Spatial annotation records:
_____

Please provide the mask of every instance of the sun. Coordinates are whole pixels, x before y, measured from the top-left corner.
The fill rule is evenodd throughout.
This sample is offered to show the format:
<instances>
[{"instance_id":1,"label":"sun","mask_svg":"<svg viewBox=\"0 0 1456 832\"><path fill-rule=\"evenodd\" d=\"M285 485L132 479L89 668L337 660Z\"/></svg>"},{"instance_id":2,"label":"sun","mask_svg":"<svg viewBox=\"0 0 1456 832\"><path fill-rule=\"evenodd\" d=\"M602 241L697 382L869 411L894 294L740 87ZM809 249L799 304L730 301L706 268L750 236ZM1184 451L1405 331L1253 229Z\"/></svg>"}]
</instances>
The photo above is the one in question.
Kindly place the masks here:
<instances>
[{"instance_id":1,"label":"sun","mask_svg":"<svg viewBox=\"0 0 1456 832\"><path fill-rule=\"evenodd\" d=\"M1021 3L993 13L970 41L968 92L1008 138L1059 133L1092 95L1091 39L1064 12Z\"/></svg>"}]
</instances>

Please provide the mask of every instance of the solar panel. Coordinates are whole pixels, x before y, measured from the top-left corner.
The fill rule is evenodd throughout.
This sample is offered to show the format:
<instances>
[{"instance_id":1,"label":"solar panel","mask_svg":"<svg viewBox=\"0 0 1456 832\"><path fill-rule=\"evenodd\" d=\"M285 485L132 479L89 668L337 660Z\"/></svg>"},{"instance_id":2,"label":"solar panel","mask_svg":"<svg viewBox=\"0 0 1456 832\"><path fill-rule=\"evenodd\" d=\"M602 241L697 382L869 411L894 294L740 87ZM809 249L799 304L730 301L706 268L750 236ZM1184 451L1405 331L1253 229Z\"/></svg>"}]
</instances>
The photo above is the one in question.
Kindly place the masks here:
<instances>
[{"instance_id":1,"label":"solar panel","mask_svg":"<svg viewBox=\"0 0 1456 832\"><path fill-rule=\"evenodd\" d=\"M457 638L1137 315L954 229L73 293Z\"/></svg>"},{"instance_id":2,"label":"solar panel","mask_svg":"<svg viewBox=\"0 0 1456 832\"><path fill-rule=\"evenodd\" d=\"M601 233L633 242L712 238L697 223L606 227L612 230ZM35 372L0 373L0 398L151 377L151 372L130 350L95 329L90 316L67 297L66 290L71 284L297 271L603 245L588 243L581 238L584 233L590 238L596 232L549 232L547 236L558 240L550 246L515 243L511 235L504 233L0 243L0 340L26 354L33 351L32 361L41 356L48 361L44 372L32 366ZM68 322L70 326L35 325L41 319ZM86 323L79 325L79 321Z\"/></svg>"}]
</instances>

_____

PROBLEM DETAILS: Copy out, without any changes, everything from the line containing "Please provide the mask of every instance of the solar" down to the end of the rows, including both of those ends.

ANSWER:
Please provide the mask of every instance of the solar panel. Coordinates are whole pixels, x before y, measured from the top-left corner.
The fill rule is evenodd throughout.
This sample is offered to show the format:
<instances>
[{"instance_id":1,"label":"solar panel","mask_svg":"<svg viewBox=\"0 0 1456 832\"><path fill-rule=\"evenodd\" d=\"M285 485L132 479L89 668L337 660Z\"/></svg>"},{"instance_id":2,"label":"solar panel","mask_svg":"<svg viewBox=\"0 0 1456 832\"><path fill-rule=\"evenodd\" d=\"M602 241L697 382L869 411L894 294L740 87ZM809 249L799 304L730 301L706 268L750 236ZM1184 451L1405 331L1253 229Z\"/></svg>"}]
</instances>
The photo above is the one in question.
Kindly place the masks here:
<instances>
[{"instance_id":1,"label":"solar panel","mask_svg":"<svg viewBox=\"0 0 1456 832\"><path fill-rule=\"evenodd\" d=\"M457 638L1137 315L954 229L73 293Z\"/></svg>"},{"instance_id":2,"label":"solar panel","mask_svg":"<svg viewBox=\"0 0 1456 832\"><path fill-rule=\"evenodd\" d=\"M601 233L633 242L712 238L697 223L606 227L612 230ZM35 372L0 373L0 398L151 377L151 372L130 350L95 329L90 316L67 297L66 290L71 284L297 271L603 245L588 243L581 238L584 233L590 238L596 232L549 232L547 236L558 240L550 246L515 243L511 235L504 233L0 243L0 340L26 354L33 351L32 361L41 356L48 361L44 372L32 366ZM68 322L70 326L35 325L41 319ZM86 323L79 325L79 321Z\"/></svg>"}]
</instances>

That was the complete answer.